PROMPT: Print all the data, keeping every line exactly as it is.

###

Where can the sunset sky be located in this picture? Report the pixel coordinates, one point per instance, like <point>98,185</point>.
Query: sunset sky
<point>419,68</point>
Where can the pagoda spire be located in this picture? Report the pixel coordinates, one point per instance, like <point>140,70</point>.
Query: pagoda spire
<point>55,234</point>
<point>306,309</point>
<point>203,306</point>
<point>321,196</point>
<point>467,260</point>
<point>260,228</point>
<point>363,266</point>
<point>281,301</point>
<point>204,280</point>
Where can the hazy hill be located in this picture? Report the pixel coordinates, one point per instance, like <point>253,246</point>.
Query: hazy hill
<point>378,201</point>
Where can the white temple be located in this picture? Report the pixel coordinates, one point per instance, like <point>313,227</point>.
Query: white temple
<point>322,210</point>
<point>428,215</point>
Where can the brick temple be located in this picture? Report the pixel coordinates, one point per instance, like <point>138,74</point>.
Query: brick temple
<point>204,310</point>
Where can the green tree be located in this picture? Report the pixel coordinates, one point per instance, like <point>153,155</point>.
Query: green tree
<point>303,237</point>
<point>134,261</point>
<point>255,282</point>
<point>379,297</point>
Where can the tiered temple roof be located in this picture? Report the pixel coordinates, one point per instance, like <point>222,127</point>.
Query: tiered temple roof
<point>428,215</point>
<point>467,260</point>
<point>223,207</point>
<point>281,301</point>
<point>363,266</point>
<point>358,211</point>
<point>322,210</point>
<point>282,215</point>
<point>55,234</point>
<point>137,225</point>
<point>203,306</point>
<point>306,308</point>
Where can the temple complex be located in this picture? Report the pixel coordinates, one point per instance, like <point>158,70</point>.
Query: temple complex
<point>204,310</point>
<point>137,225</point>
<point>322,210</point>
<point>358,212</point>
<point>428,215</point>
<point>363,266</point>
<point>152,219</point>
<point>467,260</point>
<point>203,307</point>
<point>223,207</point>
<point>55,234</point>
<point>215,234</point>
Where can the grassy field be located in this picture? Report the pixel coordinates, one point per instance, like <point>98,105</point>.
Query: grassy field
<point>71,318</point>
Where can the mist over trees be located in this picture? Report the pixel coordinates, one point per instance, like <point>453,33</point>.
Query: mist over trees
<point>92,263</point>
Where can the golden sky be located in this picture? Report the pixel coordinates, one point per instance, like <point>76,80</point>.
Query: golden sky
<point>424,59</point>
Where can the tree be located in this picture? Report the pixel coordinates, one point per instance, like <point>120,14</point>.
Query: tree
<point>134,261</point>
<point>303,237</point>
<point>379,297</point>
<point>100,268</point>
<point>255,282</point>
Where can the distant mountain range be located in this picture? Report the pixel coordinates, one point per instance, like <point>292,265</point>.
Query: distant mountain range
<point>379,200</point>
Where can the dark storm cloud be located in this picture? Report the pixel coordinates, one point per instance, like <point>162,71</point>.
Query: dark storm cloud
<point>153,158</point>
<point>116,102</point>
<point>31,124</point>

###

WRITTEN RESPONSE:
Where can the sunset sky be located in this picture? Report the pixel coordinates, one point per instance, like <point>98,185</point>.
Query: sunset sky
<point>419,68</point>
Where can the pagoda spire be located in this picture? Report the pixel coordinates, one point per instance, like <point>140,70</point>.
Query: pagoda spire
<point>55,234</point>
<point>306,309</point>
<point>203,306</point>
<point>321,196</point>
<point>467,260</point>
<point>260,228</point>
<point>363,266</point>
<point>281,301</point>
<point>204,280</point>
Where can the hazy hill be located in this picture? Report the pixel coordinates, one point per instance, like <point>253,246</point>.
Query: hazy hill
<point>378,201</point>
Where can the white temple be located in this picture? Report the pixel coordinates, one point per instance, like <point>313,227</point>.
Query: white temple
<point>322,210</point>
<point>428,215</point>
Where can the brick temple be located in this picture? Report the pixel coordinates, one point per instance, like <point>138,74</point>.
Query: brick temple
<point>204,310</point>
Where can the green tree be located in this picture? Report the pixel coordinates, one point per instance, like <point>153,155</point>.
Query: green tree
<point>303,237</point>
<point>134,261</point>
<point>255,282</point>
<point>379,297</point>
Where can the tiered temple roof be located in this picture? Report the pixel coordinates, one point per instance, like <point>222,127</point>.
Query: tiered temple roof
<point>428,215</point>
<point>467,260</point>
<point>223,207</point>
<point>281,301</point>
<point>363,266</point>
<point>358,211</point>
<point>322,210</point>
<point>282,215</point>
<point>55,234</point>
<point>137,225</point>
<point>203,306</point>
<point>306,308</point>
Where can the temple complex be located in this picture? Report the pixel coordinates, one point per instance, like <point>158,70</point>.
Query: temple complex
<point>204,310</point>
<point>137,225</point>
<point>322,210</point>
<point>358,212</point>
<point>428,215</point>
<point>363,266</point>
<point>152,219</point>
<point>467,260</point>
<point>203,307</point>
<point>223,207</point>
<point>55,234</point>
<point>215,234</point>
Where can the grassy field be located in this picture? Report the pixel coordinates, one point per instance, like <point>98,105</point>.
Query: grassy field
<point>71,318</point>
Where can the mist over trees be located in this picture? Report the pixel coordinates, one point per instance, like <point>453,33</point>.
Query: mist over trees
<point>92,263</point>
Where can the golden sky be located in this picture? Report the pixel coordinates, one point per instance, like <point>76,80</point>.
Query: golden sky
<point>424,59</point>
Where can the tree be located in this picture? Report the pixel coordinates, one point per instance, like <point>120,14</point>.
Query: tree
<point>134,261</point>
<point>303,237</point>
<point>379,297</point>
<point>100,268</point>
<point>255,282</point>
Where can the distant mountain range be located in this picture? Report the pixel coordinates, one point per instance, like <point>292,265</point>.
Query: distant mountain range
<point>379,200</point>
Where can the dark storm cloud be located in this picture? Report the pixel coordinates, one point per instance, like <point>162,71</point>.
Query: dark storm cloud
<point>153,158</point>
<point>116,102</point>
<point>31,124</point>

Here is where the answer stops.